> **WRITTEN TASK**: Please rescale only the rows starting at the line containing "of the rear" and ending at the line containing "x=166, y=136". Repeat every line in that span, requests included, with each x and y coordinate in the answers multiplied by 2.6 and rounded to a whole number, halves up.

> **RECORDED INFORMATION**:
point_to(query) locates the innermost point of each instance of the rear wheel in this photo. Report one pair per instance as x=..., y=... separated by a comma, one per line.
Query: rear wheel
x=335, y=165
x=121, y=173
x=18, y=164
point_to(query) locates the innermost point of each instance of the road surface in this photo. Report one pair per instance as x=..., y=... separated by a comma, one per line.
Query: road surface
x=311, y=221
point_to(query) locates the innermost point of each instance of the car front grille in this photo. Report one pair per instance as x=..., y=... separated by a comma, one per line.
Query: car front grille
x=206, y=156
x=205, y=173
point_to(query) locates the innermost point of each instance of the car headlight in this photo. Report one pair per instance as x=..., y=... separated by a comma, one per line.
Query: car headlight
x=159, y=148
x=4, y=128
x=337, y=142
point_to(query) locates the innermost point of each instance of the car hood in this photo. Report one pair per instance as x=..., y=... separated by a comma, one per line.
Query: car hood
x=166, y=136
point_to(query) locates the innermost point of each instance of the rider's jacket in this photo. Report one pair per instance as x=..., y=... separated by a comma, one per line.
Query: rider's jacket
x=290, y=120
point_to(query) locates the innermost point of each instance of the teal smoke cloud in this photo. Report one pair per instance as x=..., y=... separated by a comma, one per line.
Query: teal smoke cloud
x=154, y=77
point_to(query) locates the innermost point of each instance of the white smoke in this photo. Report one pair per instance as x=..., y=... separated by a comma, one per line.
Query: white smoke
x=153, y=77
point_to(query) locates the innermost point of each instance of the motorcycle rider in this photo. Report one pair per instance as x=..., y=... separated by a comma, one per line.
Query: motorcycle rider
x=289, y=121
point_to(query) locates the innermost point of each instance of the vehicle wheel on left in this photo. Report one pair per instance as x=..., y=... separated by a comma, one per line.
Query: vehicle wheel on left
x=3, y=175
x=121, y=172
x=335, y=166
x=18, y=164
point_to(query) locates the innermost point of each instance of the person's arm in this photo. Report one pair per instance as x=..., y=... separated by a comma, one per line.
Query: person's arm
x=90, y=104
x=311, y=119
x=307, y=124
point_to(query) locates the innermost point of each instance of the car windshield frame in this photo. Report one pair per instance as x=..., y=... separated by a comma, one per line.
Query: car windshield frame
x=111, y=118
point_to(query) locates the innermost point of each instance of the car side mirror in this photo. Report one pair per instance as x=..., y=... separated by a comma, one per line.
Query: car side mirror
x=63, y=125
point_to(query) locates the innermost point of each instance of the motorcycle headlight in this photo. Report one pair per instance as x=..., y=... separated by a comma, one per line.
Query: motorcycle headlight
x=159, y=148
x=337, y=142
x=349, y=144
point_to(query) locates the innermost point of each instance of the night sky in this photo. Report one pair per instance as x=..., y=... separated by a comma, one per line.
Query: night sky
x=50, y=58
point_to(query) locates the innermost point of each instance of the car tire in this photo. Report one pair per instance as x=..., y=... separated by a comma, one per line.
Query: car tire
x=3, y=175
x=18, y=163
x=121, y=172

...

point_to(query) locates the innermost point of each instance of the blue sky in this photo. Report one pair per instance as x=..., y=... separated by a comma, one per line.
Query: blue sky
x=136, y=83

==

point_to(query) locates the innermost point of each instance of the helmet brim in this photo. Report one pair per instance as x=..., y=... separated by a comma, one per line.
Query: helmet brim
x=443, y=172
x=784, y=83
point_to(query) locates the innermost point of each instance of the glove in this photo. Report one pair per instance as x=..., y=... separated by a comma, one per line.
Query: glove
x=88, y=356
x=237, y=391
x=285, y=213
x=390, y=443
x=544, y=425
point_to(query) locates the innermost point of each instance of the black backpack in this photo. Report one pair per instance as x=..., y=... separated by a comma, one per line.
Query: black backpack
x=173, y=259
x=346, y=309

> **RESULT**:
point_to(query) locates the innermost point of each instance of the rear wheel in this photo. Report one pair per instance as x=..., y=... separated by a comma, one per line.
Query: rear wheel
x=871, y=429
x=315, y=450
x=47, y=426
point_to(query) locates the innermost point of each instance of the road surface in this photo. Report one pair per instance as x=..., y=... separated by a comma, one per line.
Query: road surface
x=809, y=575
point_to(query) locates the innermost point of each instance of the car front grille in this photo. Report one pair per instance as x=..., y=... separated by a comma, one per line.
Query: car front grille
x=536, y=406
x=533, y=450
point_to(query) locates the innermost point of each instance of the car headlight in this photo. Report one pair per instance as x=..., y=... separated by a comma, one per line.
Query: car headlight
x=413, y=385
x=10, y=333
x=876, y=369
point_to(query) locates the innermost point of each instance of the car hood in this photo. Report one pair per instance as x=..., y=... separated by a comma, one per line.
Query: car hood
x=432, y=354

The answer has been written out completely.